■ Exercise instructions:
Below are some records. Pull every line that contains the word "dataset".

Data entries:
------------------------------------------------------------
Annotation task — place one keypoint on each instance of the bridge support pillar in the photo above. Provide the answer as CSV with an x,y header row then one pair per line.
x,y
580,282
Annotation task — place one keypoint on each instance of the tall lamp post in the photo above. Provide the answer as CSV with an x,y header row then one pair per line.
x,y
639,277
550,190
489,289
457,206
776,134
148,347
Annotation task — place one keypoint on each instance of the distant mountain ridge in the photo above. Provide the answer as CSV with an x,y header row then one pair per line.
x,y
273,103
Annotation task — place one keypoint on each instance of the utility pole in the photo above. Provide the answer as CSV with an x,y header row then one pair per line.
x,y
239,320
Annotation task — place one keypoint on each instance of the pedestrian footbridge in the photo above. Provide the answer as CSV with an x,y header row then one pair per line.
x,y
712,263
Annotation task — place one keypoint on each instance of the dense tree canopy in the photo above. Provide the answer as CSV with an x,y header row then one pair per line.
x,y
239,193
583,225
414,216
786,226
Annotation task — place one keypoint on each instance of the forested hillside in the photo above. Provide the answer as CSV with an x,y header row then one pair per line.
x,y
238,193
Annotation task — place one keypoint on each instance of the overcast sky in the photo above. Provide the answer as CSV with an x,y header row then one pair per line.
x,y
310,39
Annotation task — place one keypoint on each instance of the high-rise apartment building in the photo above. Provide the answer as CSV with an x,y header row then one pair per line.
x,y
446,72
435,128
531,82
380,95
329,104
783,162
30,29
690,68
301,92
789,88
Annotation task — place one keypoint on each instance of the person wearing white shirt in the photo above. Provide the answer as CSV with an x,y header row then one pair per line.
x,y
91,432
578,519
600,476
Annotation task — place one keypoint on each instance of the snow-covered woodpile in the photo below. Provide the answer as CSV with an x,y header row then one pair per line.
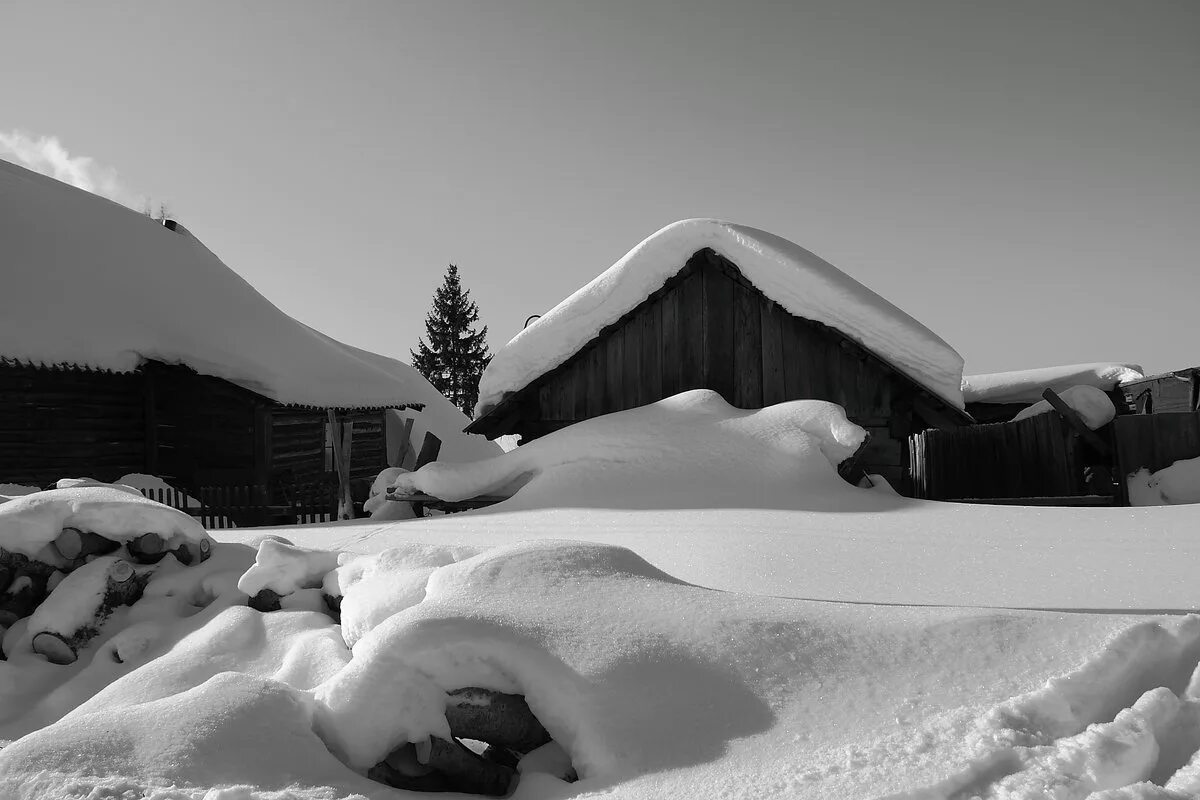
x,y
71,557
------------------------------------------------------------
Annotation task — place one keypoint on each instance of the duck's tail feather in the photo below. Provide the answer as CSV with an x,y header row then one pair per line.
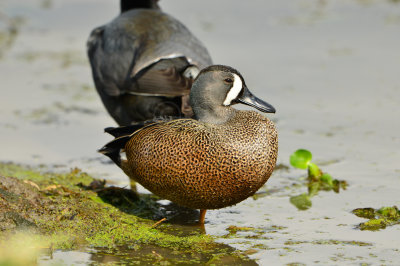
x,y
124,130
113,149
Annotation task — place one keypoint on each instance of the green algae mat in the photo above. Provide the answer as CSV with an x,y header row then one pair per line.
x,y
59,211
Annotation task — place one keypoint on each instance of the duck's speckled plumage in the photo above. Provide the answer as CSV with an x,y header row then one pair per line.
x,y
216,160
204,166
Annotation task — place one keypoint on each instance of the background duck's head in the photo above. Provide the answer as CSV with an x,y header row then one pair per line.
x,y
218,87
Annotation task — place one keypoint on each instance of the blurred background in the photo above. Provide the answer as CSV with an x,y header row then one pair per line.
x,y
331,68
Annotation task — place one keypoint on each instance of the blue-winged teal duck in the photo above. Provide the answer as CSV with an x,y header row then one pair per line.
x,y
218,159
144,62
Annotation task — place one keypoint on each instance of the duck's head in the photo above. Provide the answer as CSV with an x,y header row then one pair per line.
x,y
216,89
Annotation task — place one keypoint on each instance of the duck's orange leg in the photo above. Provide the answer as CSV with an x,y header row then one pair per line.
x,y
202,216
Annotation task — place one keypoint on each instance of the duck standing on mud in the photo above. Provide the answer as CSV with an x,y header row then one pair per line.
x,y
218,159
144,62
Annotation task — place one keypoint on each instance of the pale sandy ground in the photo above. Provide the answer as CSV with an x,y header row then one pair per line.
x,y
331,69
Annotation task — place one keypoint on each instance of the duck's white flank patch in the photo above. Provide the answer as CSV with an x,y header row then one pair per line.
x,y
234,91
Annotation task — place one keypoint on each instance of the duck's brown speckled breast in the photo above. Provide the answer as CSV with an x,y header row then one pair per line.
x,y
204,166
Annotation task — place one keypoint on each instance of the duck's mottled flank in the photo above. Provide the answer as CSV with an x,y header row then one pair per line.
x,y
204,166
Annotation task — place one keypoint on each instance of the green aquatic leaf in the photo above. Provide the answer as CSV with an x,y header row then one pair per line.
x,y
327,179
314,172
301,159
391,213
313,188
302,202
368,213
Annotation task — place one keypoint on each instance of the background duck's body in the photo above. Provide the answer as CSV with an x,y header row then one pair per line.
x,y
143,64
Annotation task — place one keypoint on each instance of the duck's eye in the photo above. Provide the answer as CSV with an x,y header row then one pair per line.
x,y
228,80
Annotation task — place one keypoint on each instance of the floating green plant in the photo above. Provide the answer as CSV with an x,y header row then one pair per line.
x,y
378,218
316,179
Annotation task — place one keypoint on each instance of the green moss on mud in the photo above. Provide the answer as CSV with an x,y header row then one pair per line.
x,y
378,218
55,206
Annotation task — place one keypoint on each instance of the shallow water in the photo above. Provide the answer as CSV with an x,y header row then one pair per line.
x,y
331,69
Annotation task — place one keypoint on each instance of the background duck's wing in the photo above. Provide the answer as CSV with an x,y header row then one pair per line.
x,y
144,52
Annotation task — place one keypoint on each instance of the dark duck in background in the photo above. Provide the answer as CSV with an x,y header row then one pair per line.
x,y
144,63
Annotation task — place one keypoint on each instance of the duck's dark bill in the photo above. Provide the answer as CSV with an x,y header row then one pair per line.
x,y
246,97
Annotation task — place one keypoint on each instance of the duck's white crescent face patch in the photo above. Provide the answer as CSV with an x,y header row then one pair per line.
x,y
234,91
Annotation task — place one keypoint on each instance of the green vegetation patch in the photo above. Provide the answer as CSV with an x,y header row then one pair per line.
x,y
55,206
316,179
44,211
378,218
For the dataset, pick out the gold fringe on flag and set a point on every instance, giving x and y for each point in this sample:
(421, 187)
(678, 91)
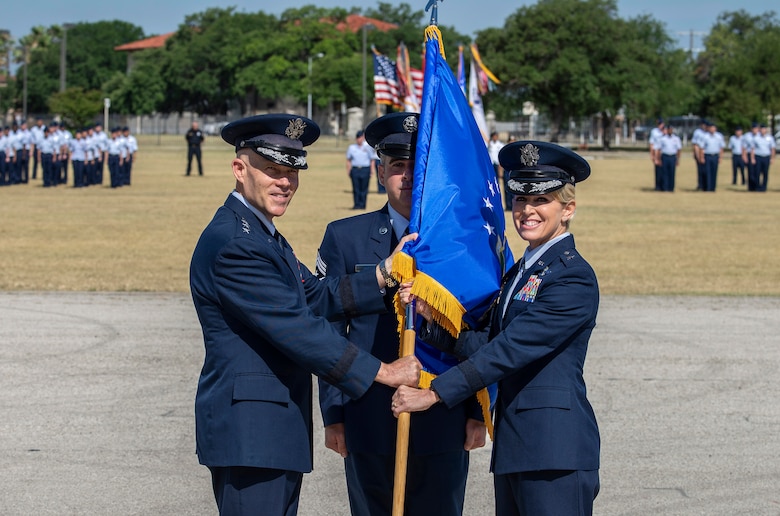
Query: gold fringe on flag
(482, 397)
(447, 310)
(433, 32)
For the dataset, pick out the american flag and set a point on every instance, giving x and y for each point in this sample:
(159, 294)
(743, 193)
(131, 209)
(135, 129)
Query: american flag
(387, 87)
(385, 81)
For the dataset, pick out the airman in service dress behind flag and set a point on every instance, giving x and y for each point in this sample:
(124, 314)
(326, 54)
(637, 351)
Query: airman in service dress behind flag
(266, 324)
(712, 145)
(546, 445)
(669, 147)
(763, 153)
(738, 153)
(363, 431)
------------------------------------------------------------
■ Answer for the task:
For the dataset, pick out the gold fringe on flag and set a point on every instance, giving x and y for each point in this sample:
For the dataset, pick out the american flag and set a point on every instance, giving x and y for each point in this sample:
For the dataset, pick out the airman in service dress behind flag and set a point on every instance, giving x and y for each point in this sample:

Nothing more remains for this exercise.